Excerpts of pointing data:
************

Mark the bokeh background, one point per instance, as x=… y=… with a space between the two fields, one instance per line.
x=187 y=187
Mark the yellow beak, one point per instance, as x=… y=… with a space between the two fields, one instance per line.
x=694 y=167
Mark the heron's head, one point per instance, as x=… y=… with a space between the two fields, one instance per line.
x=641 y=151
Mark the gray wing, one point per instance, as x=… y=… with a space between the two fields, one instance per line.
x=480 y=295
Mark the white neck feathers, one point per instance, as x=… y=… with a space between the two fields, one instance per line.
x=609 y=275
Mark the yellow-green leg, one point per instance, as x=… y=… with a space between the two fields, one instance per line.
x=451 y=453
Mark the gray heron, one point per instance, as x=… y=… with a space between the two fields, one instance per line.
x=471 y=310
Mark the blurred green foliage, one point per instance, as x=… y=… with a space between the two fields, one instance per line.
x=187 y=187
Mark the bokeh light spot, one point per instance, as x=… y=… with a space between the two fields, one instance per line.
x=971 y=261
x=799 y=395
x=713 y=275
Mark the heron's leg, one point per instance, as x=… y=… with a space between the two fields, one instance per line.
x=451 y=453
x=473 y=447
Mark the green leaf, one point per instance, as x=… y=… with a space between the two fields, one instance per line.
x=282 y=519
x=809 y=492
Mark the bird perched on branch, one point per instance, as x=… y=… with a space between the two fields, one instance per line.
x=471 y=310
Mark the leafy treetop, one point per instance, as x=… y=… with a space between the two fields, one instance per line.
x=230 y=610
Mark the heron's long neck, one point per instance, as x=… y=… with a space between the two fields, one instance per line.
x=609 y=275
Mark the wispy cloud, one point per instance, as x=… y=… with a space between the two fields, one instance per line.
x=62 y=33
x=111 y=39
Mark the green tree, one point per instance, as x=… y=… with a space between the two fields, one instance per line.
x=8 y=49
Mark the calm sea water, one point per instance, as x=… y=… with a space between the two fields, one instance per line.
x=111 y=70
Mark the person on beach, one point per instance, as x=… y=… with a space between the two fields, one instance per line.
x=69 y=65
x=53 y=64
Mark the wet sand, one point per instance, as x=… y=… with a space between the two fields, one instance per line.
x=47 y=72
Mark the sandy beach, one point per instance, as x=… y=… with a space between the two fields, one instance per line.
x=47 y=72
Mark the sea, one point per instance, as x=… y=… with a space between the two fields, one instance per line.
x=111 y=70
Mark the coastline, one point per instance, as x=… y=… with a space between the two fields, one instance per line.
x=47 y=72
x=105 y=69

************

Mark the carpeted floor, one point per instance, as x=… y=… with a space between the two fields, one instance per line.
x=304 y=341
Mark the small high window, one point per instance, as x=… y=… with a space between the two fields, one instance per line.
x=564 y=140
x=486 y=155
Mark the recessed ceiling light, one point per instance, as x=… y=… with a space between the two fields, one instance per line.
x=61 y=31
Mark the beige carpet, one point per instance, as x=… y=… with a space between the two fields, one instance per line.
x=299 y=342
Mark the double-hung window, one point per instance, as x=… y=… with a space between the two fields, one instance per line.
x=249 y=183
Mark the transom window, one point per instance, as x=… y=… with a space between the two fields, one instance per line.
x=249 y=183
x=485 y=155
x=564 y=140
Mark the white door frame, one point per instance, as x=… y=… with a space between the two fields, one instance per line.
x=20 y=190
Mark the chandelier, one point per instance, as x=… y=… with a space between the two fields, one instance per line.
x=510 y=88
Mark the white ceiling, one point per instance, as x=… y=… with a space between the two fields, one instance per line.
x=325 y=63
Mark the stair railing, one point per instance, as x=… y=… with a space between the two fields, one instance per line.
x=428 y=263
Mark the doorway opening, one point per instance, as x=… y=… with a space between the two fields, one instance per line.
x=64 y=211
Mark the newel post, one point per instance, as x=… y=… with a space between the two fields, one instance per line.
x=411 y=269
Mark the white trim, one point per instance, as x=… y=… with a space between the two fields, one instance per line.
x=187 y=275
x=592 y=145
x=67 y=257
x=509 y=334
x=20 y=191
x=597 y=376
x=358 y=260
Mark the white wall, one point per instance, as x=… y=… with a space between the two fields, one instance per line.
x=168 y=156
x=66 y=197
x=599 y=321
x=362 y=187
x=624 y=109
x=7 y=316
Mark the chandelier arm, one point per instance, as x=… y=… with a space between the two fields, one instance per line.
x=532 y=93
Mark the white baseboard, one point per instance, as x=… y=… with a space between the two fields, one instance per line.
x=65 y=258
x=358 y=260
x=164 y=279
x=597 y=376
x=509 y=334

************

> [Problem to work on]:
Copy the lines of the records word for word, starting at the one containing "Mark the bokeh background, one" and ending at the one containing "x=480 y=295".

> [Final answer]:
Mark the bokeh background, one point per instance, as x=… y=… with a space between the two fields, one instance per line.
x=187 y=187
Mark the yellow beak, one point per instance, as x=… y=… with a space between the two fields, one instance per line.
x=694 y=167
Mark the heron's head, one point per instance, as x=… y=… with a space between the two fields, one instance per line.
x=641 y=151
Mark the gray wing, one point per instance, as x=… y=… with a space between the two fields, one instance per line.
x=480 y=295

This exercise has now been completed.